▶ **Exercise objective**
Rewrite every line of the listing from the one containing "Domain: lane-usage study. Target: conifer" down to the one containing "(694, 1020)", both lines included and request lines kept, and adjust each point coordinate by adding -85 to it.

Object position labeling entries

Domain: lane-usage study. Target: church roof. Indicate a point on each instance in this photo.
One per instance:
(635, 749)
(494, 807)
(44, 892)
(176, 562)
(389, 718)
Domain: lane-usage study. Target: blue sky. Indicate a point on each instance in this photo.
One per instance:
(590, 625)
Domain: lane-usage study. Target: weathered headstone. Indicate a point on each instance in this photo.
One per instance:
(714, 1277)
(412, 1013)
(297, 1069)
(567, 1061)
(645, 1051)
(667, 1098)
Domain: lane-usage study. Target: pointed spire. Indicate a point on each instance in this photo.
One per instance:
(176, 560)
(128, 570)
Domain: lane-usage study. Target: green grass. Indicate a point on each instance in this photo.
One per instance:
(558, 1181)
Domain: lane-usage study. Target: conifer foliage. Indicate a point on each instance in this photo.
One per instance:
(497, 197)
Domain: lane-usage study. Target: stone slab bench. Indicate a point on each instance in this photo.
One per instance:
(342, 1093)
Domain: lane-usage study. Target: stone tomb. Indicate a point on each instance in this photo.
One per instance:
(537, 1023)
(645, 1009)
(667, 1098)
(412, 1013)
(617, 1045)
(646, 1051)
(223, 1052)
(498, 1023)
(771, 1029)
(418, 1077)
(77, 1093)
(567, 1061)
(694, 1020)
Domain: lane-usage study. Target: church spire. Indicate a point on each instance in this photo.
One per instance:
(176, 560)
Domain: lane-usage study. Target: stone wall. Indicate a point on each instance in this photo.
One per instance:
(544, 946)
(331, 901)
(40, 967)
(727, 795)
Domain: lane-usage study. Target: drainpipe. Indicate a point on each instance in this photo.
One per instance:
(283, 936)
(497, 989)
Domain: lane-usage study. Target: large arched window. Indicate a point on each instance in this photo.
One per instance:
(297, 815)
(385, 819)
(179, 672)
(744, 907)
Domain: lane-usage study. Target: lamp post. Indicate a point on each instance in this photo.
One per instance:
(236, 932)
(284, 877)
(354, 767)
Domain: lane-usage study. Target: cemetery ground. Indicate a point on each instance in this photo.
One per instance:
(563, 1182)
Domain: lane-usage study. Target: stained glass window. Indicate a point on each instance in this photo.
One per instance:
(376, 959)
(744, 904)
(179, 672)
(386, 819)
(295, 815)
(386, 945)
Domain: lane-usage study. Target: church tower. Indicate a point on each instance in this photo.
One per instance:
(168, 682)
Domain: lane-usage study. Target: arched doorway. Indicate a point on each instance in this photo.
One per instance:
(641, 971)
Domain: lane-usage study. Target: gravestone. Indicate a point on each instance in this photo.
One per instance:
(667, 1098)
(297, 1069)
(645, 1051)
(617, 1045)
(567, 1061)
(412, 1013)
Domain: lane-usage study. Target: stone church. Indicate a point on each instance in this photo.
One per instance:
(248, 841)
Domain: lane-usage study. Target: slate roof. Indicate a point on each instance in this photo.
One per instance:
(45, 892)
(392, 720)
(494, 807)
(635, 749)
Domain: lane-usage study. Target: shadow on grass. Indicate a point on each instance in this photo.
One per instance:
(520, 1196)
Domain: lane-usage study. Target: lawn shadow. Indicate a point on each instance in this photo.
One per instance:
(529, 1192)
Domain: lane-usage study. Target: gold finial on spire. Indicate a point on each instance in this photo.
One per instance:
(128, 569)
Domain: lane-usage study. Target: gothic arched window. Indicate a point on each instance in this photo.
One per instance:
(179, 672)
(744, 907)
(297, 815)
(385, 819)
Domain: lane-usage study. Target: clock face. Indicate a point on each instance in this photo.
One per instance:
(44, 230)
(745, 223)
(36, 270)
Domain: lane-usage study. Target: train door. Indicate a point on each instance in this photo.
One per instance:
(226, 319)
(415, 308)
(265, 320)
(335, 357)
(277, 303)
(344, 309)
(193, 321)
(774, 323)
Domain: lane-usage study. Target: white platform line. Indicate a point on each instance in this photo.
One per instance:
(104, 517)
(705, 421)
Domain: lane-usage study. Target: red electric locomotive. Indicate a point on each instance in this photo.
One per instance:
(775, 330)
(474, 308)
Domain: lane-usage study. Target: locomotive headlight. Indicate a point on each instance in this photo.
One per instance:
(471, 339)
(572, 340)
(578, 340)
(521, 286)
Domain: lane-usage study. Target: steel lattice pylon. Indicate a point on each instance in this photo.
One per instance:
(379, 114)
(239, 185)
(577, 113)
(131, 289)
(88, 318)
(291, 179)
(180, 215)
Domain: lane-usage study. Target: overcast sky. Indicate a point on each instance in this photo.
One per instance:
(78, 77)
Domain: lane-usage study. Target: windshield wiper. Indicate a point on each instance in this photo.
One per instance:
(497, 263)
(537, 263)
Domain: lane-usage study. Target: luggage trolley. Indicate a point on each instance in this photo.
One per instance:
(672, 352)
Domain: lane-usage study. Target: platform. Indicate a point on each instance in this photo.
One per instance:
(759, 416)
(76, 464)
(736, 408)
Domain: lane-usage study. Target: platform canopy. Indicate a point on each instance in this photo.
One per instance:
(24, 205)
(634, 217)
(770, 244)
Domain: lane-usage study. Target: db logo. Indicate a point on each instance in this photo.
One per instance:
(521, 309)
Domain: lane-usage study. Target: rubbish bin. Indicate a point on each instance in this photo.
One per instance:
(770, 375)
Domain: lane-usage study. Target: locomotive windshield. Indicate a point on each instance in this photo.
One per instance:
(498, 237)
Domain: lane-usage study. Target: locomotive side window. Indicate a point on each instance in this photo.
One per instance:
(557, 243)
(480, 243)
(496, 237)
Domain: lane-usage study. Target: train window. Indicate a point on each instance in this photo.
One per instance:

▶ **Solution below**
Domain: lane-usage study. Target: conifer foliage. Indicate a point on each instance in this photo.
One per instance:
(412, 112)
Domain: lane-usage study. Target: stone slab bench. Indicate a point on each instance in this photo.
One per instance:
(257, 1008)
Domain: lane-usage study. Target: stone tomb. Indicate a point on each instance in this photo.
One per instance:
(452, 938)
(560, 924)
(582, 1013)
(327, 928)
(532, 960)
(561, 966)
(138, 967)
(413, 938)
(686, 944)
(333, 992)
(-8, 1008)
(482, 976)
(609, 935)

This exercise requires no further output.